### Фрагмент источника
- - - - - - -
Галстуками в новелле «Попрыгунья» (1892) «увязаны» муж и любовник, Дымов и Рябовский. «Завязывание галстука» органично в списке талантов, которыми обладает Ольга Ивановна: «...все у нее выходило необыкновенно художественно, грациозно и мило» (VIII, с. 10). «Завязывание галстука» здесь как артистичное охомутание без отяжеляющих последствий.

Контраст мужа и любовника (оппозиция обыкновенный/необыкновенный) обозначается в манере одеваться каждого и в их вкусах. Рябовский следует моде, обновляет свой костюм, любуясь собой («...в последний раз он приходил к ней в каком-то сером сюртучке с искрами и в новом галстуке и спрашивал томно: «Я красив?»», VIII, с. 22), костюм Дымова органичен и незаметен.

В «дачном» эпизоде Ольга Ивановна пока еще завязывает Дымову галстук, но делает это почти машинально, сопровождая длинными разговорами о предстоящем дачном событии, отправив мужа в город за розовым платьем, цветами и перчатками. В эпизоде, когда Дымов сообщает о защите диссертации, Ольга Ивановна уже не завязывает галстук. «Белый галстук» завязан самостоятельно, и это знак абсолютного отчуждения супругов друг от друга. Так, галстук становится символическим выражением петли, затягивающей Дымова в профессию, жертвой которой он оказался.

Вариации судеб, сопряженных с галстуком, мерцают, отражаясь друг в друге. Это подобие пушкинских «возможных» сюжетов в романе «Евгений Онегин», оставшихся нереализованными, «текучими» на фоне отвердевших, состоявшихся.
- - - - - - -
### Исходные данные
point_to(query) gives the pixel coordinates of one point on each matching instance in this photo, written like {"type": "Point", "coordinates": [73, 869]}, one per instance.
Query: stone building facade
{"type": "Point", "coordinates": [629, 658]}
- - - - - - -
Приведите ещё раз дословно часть текста о галстуках в «Попрыгунье», от слов «Вариации судеб, сопряженных» до слов «фоне отвердевших, состоявшихся.» включительно.

### Ответ
Вариации судеб, сопряженных с галстуком, мерцают, отражаясь друг в друге. Это подобие пушкинских «возможных» сюжетов в романе «Евгений Онегин», оставшихся нереализованными, «текучими» на фоне отвердевших, состоявшихся.